▶ **REQUISITO**
Indica cuántas líneas de las entradas que siguen contienen la cadena "brown". Responde solo con el número.

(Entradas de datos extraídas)
== == ==

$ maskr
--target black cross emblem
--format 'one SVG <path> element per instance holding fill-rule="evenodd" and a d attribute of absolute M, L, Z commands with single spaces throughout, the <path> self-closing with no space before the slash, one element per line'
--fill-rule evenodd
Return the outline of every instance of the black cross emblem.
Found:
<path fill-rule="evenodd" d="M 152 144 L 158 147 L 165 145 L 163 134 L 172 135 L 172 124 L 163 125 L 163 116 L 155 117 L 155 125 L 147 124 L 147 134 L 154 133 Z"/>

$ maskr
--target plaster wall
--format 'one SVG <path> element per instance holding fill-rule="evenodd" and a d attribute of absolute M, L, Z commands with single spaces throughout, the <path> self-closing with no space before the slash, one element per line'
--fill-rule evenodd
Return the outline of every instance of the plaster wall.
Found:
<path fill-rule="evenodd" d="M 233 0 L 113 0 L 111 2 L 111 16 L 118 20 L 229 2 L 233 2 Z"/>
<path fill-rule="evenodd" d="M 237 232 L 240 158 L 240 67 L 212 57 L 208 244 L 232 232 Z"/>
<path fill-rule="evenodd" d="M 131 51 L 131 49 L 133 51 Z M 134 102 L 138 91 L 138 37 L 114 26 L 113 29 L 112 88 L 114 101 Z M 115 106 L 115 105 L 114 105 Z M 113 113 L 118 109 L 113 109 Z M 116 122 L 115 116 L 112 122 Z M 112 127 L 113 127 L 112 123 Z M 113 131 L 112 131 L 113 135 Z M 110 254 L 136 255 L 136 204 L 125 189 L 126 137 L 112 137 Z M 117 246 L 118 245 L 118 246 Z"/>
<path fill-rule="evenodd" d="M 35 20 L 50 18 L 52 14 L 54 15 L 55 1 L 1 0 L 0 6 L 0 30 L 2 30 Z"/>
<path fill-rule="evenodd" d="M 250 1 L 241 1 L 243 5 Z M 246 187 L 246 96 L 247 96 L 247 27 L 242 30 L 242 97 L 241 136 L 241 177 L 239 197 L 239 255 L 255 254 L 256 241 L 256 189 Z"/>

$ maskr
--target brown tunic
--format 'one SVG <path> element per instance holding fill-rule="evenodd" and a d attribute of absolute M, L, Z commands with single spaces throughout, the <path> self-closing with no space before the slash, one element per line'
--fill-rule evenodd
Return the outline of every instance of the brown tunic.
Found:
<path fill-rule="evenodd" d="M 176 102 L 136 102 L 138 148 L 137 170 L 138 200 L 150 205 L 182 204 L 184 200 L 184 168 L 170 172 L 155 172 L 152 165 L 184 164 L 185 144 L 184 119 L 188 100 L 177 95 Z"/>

== == ==

▶ **RESULTADO DE LA TAREA**
2